* _Task objective_
Every record that follows must be given again exactly.

Material supplied Block Start

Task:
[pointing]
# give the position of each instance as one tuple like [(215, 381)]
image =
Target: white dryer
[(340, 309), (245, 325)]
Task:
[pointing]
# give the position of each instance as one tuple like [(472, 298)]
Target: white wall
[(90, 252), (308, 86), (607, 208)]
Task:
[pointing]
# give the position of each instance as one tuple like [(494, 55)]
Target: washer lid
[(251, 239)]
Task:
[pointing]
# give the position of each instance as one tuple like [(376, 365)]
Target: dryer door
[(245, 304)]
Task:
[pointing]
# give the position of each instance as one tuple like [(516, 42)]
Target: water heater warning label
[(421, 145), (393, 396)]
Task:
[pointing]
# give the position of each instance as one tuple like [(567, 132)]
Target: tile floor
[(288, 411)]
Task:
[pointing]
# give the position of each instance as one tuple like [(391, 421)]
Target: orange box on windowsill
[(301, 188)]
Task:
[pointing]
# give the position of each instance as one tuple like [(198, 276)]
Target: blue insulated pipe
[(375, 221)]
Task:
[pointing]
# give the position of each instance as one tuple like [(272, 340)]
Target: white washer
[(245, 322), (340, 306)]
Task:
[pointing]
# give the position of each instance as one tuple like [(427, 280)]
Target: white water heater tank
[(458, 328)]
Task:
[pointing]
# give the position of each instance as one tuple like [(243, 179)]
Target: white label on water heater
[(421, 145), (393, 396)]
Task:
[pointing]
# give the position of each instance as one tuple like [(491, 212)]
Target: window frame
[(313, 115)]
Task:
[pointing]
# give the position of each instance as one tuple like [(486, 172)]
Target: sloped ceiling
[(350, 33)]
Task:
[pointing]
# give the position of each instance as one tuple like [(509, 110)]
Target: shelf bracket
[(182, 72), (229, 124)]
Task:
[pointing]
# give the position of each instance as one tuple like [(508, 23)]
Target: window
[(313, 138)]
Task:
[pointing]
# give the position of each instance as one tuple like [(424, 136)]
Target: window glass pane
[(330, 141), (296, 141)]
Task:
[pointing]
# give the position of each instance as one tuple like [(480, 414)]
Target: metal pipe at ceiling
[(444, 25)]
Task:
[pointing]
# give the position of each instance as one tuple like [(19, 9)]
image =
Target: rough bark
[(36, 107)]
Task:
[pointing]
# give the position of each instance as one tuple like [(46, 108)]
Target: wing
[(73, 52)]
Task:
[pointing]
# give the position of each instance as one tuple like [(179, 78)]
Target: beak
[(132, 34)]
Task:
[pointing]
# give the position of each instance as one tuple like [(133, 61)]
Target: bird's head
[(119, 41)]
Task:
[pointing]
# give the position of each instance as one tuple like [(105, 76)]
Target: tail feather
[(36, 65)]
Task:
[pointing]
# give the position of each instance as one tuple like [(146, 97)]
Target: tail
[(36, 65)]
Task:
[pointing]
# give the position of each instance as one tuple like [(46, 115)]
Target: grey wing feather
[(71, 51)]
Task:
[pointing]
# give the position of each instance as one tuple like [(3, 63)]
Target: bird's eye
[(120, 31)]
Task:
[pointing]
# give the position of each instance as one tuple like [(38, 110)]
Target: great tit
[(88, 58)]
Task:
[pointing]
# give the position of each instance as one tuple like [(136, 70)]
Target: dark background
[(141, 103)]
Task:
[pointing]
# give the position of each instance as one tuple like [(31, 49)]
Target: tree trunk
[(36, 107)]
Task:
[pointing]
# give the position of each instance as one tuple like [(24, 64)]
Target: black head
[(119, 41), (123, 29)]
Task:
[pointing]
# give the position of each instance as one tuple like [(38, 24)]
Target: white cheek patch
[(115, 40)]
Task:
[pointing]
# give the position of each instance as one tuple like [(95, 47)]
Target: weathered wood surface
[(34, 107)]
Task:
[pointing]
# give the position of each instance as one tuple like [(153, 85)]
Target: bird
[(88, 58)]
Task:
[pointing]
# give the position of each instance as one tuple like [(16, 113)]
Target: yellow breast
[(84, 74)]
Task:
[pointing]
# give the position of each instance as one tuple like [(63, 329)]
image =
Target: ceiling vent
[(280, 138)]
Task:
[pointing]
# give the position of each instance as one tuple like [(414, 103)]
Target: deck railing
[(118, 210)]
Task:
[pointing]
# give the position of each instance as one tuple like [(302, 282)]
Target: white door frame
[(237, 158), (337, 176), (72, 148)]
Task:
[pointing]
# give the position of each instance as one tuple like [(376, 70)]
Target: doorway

Material supplied Block End

* _Finished task_
Task:
[pointing]
# give the position of each instance as one tuple like [(215, 381)]
image =
Target: white dryer
[(340, 309), (245, 325)]
Task:
[pointing]
# give the position of each instance as one tuple like [(472, 298)]
Target: white wall
[(90, 252), (308, 86), (607, 208)]
Task:
[pointing]
# give the position of each instance as one tuple like [(494, 55)]
Target: washer lid
[(251, 239)]
Task:
[pointing]
# give the position of each instance as one tuple like [(376, 365)]
Target: dryer door
[(245, 304)]
Task:
[pointing]
# give the position of each instance as one tuple like [(516, 42)]
Target: water heater warning label
[(421, 145), (393, 396)]
Task:
[pointing]
# give the position of each instance as one tuple like [(567, 132)]
Target: tile floor
[(288, 411)]
Task:
[pointing]
# give the position of each instance as one tuple like [(391, 421)]
Target: orange box on windowsill
[(301, 188)]
Task:
[pointing]
# give the position of each instance as one tuple like [(198, 276)]
Target: blue insulated pipe
[(375, 221)]
Task:
[pointing]
# give the position of each instance as one tuple like [(272, 340)]
Target: white washer
[(245, 322), (340, 306)]
Task:
[pointing]
# give the position of each instance as one tuple like [(427, 280)]
Target: white water heater tank
[(458, 328)]
Task:
[pointing]
# give the position of each instance as one tuple like [(243, 179)]
Target: white label on water heater
[(421, 145), (393, 396)]
Task:
[pointing]
# give the position of each instance as one tuple like [(491, 212)]
Target: window frame
[(313, 115)]
Task:
[pointing]
# give the position of each instance as one tuple like [(486, 172)]
Target: sloped ceiling
[(350, 33)]
Task:
[pointing]
# give the position of each instance as one tuple like [(509, 110)]
Target: shelf bracket
[(182, 72), (229, 124)]
Task:
[pointing]
# give the position of each instance as one tuple like [(508, 23)]
Target: window
[(313, 138)]
Task:
[pointing]
# give the position of each instance as one tuple like [(424, 136)]
Target: window glass pane
[(330, 141), (296, 141)]
Task:
[pointing]
# give the position of each instance as one tuple like [(480, 414)]
Target: metal pipe at ceiling
[(444, 25)]
Task:
[pointing]
# give the position of each instance as one tuple like [(19, 9)]
image =
Target: rough bark
[(36, 107)]
Task:
[pointing]
# give the position of each instance as one tuple like [(46, 108)]
Target: wing
[(73, 52)]
Task:
[pointing]
# give the position of each instance as one tuple like [(179, 78)]
Target: beak
[(132, 34)]
Task:
[pointing]
# give the position of each instance as one tuple like [(133, 61)]
Target: bird's head
[(119, 41)]
Task:
[pointing]
# give the position of each instance as one tuple like [(105, 76)]
Target: tail feather
[(36, 65)]
Task:
[pointing]
# give the position of each instance as one tuple like [(146, 97)]
Target: tail
[(36, 65)]
Task:
[pointing]
# give the position of each instance as one tuple like [(46, 115)]
Target: grey wing feather
[(71, 51)]
Task:
[pointing]
# give the position of each instance as one tuple like [(3, 63)]
Target: bird's eye
[(120, 31)]
Task:
[pointing]
# give the position of each instance as one tuple like [(38, 110)]
Target: great tit
[(88, 58)]
Task:
[pointing]
# give the position of each instance as one tuple like [(136, 70)]
Target: dark background
[(141, 103)]
Task:
[pointing]
# give the position of each instance as one tuple like [(31, 49)]
Target: tree trunk
[(36, 107)]
Task:
[pointing]
# give the position of each instance as one tuple like [(24, 64)]
Target: black head
[(119, 41), (123, 29)]
Task:
[pointing]
# give the position of each instance as one tuple like [(38, 24)]
Target: white cheek patch
[(115, 40)]
Task:
[pointing]
# give the position of each instance as one tuple like [(95, 47)]
Target: weathered wood surface
[(34, 107)]
Task:
[pointing]
# give the position of each instance as one tuple like [(153, 85)]
Target: bird
[(88, 58)]
Task:
[pointing]
# give the position of each instance as one tuple like [(16, 113)]
Target: yellow breast
[(84, 74)]
Task:
[pointing]
# give the position of each instance as one tuple like [(63, 329)]
image =
Target: ceiling vent
[(280, 138)]
Task:
[pointing]
# give the position of each instance as one tuple like [(414, 103)]
Target: deck railing
[(118, 210)]
Task:
[pointing]
# give the position of each instance as one tuple like [(302, 282)]
Target: white door frame
[(237, 158), (337, 176), (72, 148)]
Task:
[pointing]
# give the position of each instance as one tuple like [(376, 70)]
Target: doorway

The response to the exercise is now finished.